━━━━━ Data to process
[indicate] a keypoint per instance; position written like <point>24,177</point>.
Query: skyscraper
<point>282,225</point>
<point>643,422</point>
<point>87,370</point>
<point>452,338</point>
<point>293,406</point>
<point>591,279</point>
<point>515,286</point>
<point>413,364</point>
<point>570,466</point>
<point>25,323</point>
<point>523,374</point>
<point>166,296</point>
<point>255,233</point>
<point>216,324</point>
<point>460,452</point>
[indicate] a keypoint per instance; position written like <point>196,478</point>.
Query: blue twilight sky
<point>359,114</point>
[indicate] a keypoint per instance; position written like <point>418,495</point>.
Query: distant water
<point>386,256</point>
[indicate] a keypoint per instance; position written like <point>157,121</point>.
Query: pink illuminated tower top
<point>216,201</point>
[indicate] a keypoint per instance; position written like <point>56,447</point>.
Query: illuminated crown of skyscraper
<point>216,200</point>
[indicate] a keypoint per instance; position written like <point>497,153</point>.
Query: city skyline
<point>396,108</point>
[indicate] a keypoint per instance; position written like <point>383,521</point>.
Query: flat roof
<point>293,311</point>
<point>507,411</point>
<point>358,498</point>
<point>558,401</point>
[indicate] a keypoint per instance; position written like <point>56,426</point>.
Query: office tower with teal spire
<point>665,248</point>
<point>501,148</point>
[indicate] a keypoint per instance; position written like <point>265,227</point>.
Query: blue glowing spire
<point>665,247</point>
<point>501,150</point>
━━━━━━━━━━
━━━━━ Data to process
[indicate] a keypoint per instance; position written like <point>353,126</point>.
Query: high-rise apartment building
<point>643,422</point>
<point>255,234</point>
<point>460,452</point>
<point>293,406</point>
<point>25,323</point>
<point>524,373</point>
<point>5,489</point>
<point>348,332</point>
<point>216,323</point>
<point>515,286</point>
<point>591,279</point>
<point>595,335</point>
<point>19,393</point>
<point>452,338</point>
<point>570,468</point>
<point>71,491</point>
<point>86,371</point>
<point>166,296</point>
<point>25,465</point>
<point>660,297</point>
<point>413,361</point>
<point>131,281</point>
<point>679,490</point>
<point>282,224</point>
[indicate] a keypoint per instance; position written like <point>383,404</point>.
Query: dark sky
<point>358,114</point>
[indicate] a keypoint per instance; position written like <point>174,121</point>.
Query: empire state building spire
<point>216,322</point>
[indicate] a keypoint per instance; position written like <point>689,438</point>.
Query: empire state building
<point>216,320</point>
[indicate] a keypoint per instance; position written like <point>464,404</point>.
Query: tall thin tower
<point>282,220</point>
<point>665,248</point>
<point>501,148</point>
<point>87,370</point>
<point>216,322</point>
━━━━━━━━━━
Exercise directions
Could you set down, exactly as written, the lines above between the one holding "Query: blue twilight sky" and the one holding "written like <point>497,153</point>.", inclusive, and nothing more?

Answer
Query: blue twilight sky
<point>359,114</point>
[indicate] a keypoint per instance; position written like <point>418,495</point>.
Query: distant water
<point>386,256</point>
[indicate] a keypoint per instance; position written like <point>157,121</point>.
Query: pink illuminated tower top
<point>216,201</point>
[indicate] a keypoint per instance; position written like <point>56,447</point>.
Query: illuminated crown of skyscraper
<point>216,200</point>
[indicate] a keypoint per instance; position written like <point>497,153</point>.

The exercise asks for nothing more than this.